__The request__.
Carry on the attribute list describing corruption and employment data on public servants, starting after its final entry.

__Text shown__.
## START
Attributes/features description.

#	Attribute name	Type	Brief Description
Corruption Domain (C)

1	C.CorruptionTG	Boolean	Cases of dismission by corruption, this attribute could be a target for machine learning
2	C.CEIS	Boolean	Cases of individuals or legal entities with restrictions on the right to participate in tenders or to contract with the Public Administration by sanctions
3	C.TCDFrestriction	Boolean	Cases of person who are not qualified to exercise a position in a commission or a trust function within the Public Administration of the Federal District for a period of up to eight years due to serious irregularities found by the TCDF
4	C.CEPIM	Boolean	Cases of private non-profit entities that are prevented from entering into new agreements, on lending contracts or partnership terms with the Federal Public Administration, depending on irregularities not resolved in agreements, on lending contracts or partnership terms previously signed

Employment Domain (E)

5	E.Salary	Numeric	Salary (Brazilian currency - Real) of the civil servant or military that included the salary received by any of the bases (SIGRH and SIAPE) or the sum of salaries in the case of civil servants who accumulate public positions as permitted by the Federal Constitution
6	E.SalaryMinusTax	Numeric	Salary with several discounts and obtained in a similar way to the "Salary" (SIGRH and SIAPE bases)
## END
__Source excerpt__.
## START
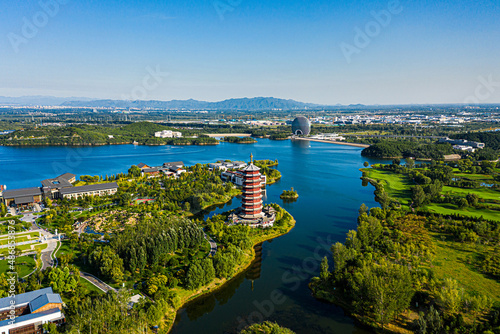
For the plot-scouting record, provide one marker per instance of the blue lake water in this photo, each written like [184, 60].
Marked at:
[327, 179]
## END
__Result of the exercise__.
7	E.QtySIGRHOff	Int	Quantity of positions that the civil servant or military held until Nov/2020 into the SIGRH determined only with the SIGRH base.
8	E.QtySIAPEOff	Int	Quantity of positions the civil servant or military held in Public Security until Nov/2020 at SIAPE (Public Security, SIAPE)
9	E.QtySIGSIPOff	Int	Quantity of positions that the civil servant or military held until Nov/2020 in these two databases (SIGRH and SIAPE).
10	E.QtySIGRHfunc	Int	Quantity of functions that the civil servant occupied until Nov/2020 in the SIGRH (Servers, except Public Security, SIGRH)
11	E.QtySIAPEfunc	Int	Quantity of functions that the civil servant or military occupied until Nov/2020 in SIAPE (SIAPE Public Security)
12	E.QtySIGSIPfunc	Int	Quantity of functions that the civil servant or military occupied until Nov/2020 in these two databases (SIGRH and SIAPE)

Political Domain (P)

13	P.ElectivePosition	Categorical	Type of electoral position that the civil servant disputed (president or vice, governor or vice, mayor, senator, councilor, federal deputy, state deputy, or district deputy)
14	P.CodParty	Categorical	Code of the party in which the server was registered for the election
15	P.CandElectiveSt	Categorical	candidate's registration status, which can assume the values 'Apt' (candidate able to go to the ballot box); 'Unfit' (candidate unfit to go to the ballot box); 'Registered' (registration of candidacy carried out, but not yet judged by the electoral body)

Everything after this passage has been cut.